DATA TO USE
>>>>>

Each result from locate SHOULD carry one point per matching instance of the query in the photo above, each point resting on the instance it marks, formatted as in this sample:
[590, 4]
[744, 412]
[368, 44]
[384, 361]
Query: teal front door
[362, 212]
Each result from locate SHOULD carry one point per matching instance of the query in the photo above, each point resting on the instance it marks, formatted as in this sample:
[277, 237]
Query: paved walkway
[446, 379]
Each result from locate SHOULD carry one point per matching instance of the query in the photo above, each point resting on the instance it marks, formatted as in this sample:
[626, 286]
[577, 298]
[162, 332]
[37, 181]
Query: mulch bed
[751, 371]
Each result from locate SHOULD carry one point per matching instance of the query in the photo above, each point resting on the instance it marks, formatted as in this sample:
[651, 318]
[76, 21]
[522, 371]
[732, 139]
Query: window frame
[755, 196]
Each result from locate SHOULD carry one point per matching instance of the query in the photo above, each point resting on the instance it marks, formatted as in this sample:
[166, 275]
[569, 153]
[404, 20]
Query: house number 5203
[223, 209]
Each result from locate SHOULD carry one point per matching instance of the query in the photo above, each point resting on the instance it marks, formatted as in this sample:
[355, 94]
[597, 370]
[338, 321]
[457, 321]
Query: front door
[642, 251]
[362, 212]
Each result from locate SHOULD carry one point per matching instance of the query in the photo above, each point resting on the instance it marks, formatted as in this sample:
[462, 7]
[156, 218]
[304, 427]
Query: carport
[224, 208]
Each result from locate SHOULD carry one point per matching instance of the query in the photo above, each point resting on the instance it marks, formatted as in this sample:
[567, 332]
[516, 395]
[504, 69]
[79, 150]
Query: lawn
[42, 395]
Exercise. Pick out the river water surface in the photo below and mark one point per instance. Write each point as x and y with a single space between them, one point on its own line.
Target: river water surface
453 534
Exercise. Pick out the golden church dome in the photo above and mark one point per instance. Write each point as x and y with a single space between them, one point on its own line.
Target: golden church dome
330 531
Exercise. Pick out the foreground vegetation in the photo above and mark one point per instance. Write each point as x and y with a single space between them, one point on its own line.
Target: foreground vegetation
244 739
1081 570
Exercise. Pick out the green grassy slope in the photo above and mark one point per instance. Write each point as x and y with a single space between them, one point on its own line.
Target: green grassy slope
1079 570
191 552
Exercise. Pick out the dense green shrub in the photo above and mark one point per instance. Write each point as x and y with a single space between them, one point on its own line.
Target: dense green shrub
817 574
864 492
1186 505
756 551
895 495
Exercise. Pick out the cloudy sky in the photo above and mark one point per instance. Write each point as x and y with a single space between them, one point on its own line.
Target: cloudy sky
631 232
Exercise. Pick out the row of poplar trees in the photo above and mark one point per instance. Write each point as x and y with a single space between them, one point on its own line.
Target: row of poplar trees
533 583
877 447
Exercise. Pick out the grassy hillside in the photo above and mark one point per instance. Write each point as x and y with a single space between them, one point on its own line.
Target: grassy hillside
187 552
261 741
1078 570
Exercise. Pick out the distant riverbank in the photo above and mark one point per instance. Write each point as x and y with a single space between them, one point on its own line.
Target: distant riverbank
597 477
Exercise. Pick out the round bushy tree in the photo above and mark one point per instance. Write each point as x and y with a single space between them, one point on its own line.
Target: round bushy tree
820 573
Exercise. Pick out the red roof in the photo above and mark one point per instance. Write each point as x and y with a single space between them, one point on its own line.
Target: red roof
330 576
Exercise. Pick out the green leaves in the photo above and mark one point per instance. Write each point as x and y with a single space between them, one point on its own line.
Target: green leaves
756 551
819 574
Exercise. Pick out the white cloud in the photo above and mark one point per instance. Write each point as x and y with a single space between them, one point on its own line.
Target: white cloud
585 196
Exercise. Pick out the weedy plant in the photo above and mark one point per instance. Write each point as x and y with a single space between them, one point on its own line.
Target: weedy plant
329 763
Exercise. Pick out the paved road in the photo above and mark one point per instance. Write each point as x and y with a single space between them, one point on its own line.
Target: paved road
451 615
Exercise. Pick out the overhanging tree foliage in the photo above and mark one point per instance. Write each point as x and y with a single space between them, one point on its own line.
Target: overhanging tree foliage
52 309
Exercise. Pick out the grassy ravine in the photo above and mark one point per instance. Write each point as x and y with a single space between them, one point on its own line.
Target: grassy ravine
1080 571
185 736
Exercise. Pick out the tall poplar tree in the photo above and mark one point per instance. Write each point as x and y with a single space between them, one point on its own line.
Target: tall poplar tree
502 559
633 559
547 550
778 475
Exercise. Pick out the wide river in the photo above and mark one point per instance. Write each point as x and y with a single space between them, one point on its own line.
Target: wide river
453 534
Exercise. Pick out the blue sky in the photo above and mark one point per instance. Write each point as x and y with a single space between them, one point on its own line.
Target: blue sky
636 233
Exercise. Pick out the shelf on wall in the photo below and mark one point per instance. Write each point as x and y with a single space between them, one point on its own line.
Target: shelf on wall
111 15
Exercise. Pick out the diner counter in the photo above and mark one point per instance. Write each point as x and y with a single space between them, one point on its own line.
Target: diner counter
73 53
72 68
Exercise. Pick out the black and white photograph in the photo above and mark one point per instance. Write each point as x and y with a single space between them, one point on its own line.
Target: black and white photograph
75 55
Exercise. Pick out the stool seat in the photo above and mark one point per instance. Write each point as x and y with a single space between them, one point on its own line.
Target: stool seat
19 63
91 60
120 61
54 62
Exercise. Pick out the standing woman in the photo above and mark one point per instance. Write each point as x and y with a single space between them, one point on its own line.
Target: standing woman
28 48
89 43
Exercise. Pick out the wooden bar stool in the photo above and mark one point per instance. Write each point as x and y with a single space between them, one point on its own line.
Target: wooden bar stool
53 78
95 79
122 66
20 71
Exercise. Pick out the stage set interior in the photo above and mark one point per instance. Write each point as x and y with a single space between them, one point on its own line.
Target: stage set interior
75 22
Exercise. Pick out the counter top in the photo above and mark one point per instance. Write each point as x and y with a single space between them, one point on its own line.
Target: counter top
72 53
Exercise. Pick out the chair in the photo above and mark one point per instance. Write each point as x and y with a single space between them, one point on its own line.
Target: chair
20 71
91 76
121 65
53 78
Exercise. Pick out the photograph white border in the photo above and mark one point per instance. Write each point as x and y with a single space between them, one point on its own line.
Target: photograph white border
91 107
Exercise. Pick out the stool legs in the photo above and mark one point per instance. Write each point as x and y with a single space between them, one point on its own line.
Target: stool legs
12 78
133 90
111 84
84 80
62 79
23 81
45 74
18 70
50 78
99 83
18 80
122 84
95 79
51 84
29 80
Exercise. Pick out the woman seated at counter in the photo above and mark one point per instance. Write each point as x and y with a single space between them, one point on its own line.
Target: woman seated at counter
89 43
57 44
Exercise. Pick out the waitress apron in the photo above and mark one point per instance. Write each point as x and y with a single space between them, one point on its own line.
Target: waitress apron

<<<<<

ASSIGNMENT
Write an exact transcription of every entry above.

SOLUTION FOR THIS PROBLEM
Each result from locate SHOULD carry one point per matching instance of the query in the photo above, each point resting on the instance it marks, formatted as in this sample:
[590, 4]
[744, 412]
[368, 44]
[384, 361]
Query: teal front door
[362, 212]
Each result from locate SHOULD carry one point per matching instance of the query in the photo above, each point resting on the instance it marks, formatted as in this sample:
[277, 237]
Query: paved walkway
[446, 379]
Each result from locate SHOULD carry one point per matching instance of the query in the photo above, each point resting on the instance it marks, formatted as in this sample:
[626, 286]
[577, 298]
[162, 332]
[37, 181]
Query: mulch bed
[751, 371]
Each result from locate SHOULD carry one point per matching instance of the query in the photo above, each point resting on the instance it marks, formatted as in this sample:
[651, 318]
[76, 21]
[522, 371]
[732, 139]
Query: window frame
[755, 196]
Each result from locate SHOULD carry one point per matching instance of the query in the photo above, each point resting on the instance it marks, formatted as in this sample:
[166, 275]
[569, 153]
[404, 20]
Query: house number 5203
[223, 209]
Each result from locate SHOULD carry one point per matching instance of the query in the photo above, each point resting on the instance it marks, formatted as in this sample:
[355, 94]
[597, 370]
[338, 321]
[457, 321]
Query: front door
[642, 251]
[362, 212]
Each result from locate SHOULD carry one point per matching instance of the query in the photo above, each point resting on the instance it marks, formatted as in this sample:
[462, 7]
[156, 218]
[304, 427]
Query: carport
[224, 208]
Each result from locate SHOULD carry one point per matching instance of the query in the photo above, each point resting on the instance it marks, formatted as in this sample:
[567, 332]
[516, 395]
[504, 69]
[79, 150]
Query: lawn
[42, 395]
Exercise. Pick out the river water surface in the photo below and mark one point per instance. Write each point as x and y with a single space between them, one point on its own line.
Target: river water surface
453 534
Exercise. Pick out the golden church dome in the photo above and mark one point per instance. Write each point as x and y with a single space between them, one point on its own line.
Target: golden church dome
330 531
Exercise. Pick out the foreground vegetation in the photo above and mark one point per instance. Write each point as x and y with a single space between them, one point on its own line.
Target: foreground vegetation
244 739
1081 570
Exercise. Pick out the green grassy slope in the photo above and mark one point per instance. Write each point as x and y with a single space between them, one point on its own line.
Target: green grassy slope
1079 570
191 552
Exercise. Pick out the dense green shrub in the photo above and mark one point per instance. Write each point as x and y with a single space between them, one point on its own line.
Target: dense green shrub
817 574
864 492
1186 505
756 551
895 495
Exercise. Pick out the cloudy sky in the photo above and mark one point per instance. Write each point as x and y with a single space between them, one point on its own line.
Target: cloudy sky
631 232
Exercise. Pick out the row of poplar trees in the photo above and mark one point per instance. Write each point as x and y with a single space between them, one point on its own line.
Target: row of poplar trees
533 583
877 447
Exercise. Pick out the grassy hillside in the photo above and mark one point per instance. Write each point as x and y with a single space between them, one point on its own line.
Target: grassy hillside
187 552
261 741
1078 570
Exercise. Pick out the distant riverbank in the photo above and mark one point per instance. Write each point as x and y with a single space between them, one point on its own line.
Target: distant riverbank
597 477
Exercise. Pick out the round bushy tree in the photo above and mark one point per instance. Write each point as x and y with a single space between them, one point on its own line.
Target: round bushy tree
820 573
Exercise. Pick out the red roof in the photo above and mark one point per instance. Write each point as x and y with a single space between them, one point on its own line.
Target: red roof
330 576
Exercise. Pick out the green leaves in the photo above and mark one point per instance. Write each point as x and y with a single space between them, one point on its own line.
Target: green leaves
756 551
819 574
Exercise. Pick out the white cloud in the photo above and mark one point per instance. Write each point as x and y with a single space between them, one point on its own line.
Target: white cloud
585 196
Exercise. Pick out the weedy plant in the photo above and mark one point per instance. Write each point as x and y with a single space between them, one point on its own line.
Target: weedy plant
329 763
Exercise. Pick out the paved road in the photo above and mark one point per instance. Write each point as x and y with a single space between them, one point on its own line.
Target: paved road
451 615
Exercise. Pick out the overhanging tree foliage in the photo above and mark one point per instance. Write each point as x and y with a single space between them, one point on its own line.
Target: overhanging tree foliage
52 309
Exercise. Pick out the grassy ravine in the photo above and mark one point per instance. Write each point as x and y with a single space between them, one point on its own line.
Target: grassy ravine
1080 571
185 736
Exercise. Pick out the tall poplar tree in the photo above and mark one point per instance. Write each point as x and y with a single space between them, one point on its own line.
Target: tall poplar tree
502 559
633 559
547 550
778 475
Exercise. Pick out the wide river in the photo above and mark one point per instance. Write each point as x and y with a single space between them, one point on its own line.
Target: wide river
453 534
Exercise. Pick out the blue sky in the photo above and mark one point per instance. Write each point as x and y with a single space between them, one point on its own line.
Target: blue sky
636 233
Exercise. Pick out the shelf on wall in the photo below and mark one point per instance. Write each point as x and y with a single space between them, one point on its own line.
Target: shelf on wall
111 15
Exercise. Pick out the diner counter in the photo above and mark one point per instance. Write each point as x and y with a single space between them, one point on its own line.
Target: diner counter
73 53
72 68
Exercise. Pick out the black and white photograph in the photo above and mark one point per instance. Write each point as x and y with a single space between them, one point on its own line.
Target: black and white photograph
75 55
Exercise. Pick out the stool seat in the photo above and mark one point per instance. Write each point as x and y with a single space between them, one point on its own line.
Target: stool seat
19 63
91 60
120 61
54 62
Exercise. Pick out the standing woman in the photo above and mark one point per instance. Write each point as x and y with a single space between them, one point on its own line.
Target: standing woman
28 48
89 43
Exercise. Pick out the wooden bar stool in the photo above and mark one point per instance. Write each point as x and y with a single space between them, one point on its own line.
Target: wooden bar stool
53 78
95 79
122 66
20 71
Exercise. Pick out the stage set interior in the photo above and mark one point per instance. Write each point as x and y with a single space between them, one point on its own line.
Target: stage set interior
75 22
Exercise. Pick out the counter top in the photo above and mark one point per instance. Write each point as x and y with a single space between them, one point on its own line.
Target: counter top
72 53
Exercise. Pick out the chair in the photo above and mark one point per instance. Write each point as x and y with a single space between them, one point on its own line.
Target: chair
20 71
91 76
121 65
53 78
Exercise. Pick out the photograph white border in the photo above and mark one point per instance. Write each point as x and y with a single space between them, one point on its own line.
Target: photograph white border
91 107
Exercise. Pick out the stool legs in the photo above and mark one point per instance. Write each point as x and y with a single space between them, one point on its own line.
Target: stool legs
12 78
133 90
111 84
84 80
62 79
23 81
45 74
18 70
50 78
99 83
18 80
122 84
95 79
51 84
29 80
Exercise. Pick out the woman seated at counter in the photo above and mark one point per instance. Write each point as x and y with a single space between them, one point on its own line.
Target: woman seated at counter
89 43
57 44
Exercise. Pick out the waitress apron in the photo above and mark one point per instance. Write each point as x and y with a single space between them, one point on its own line.
Target: waitress apron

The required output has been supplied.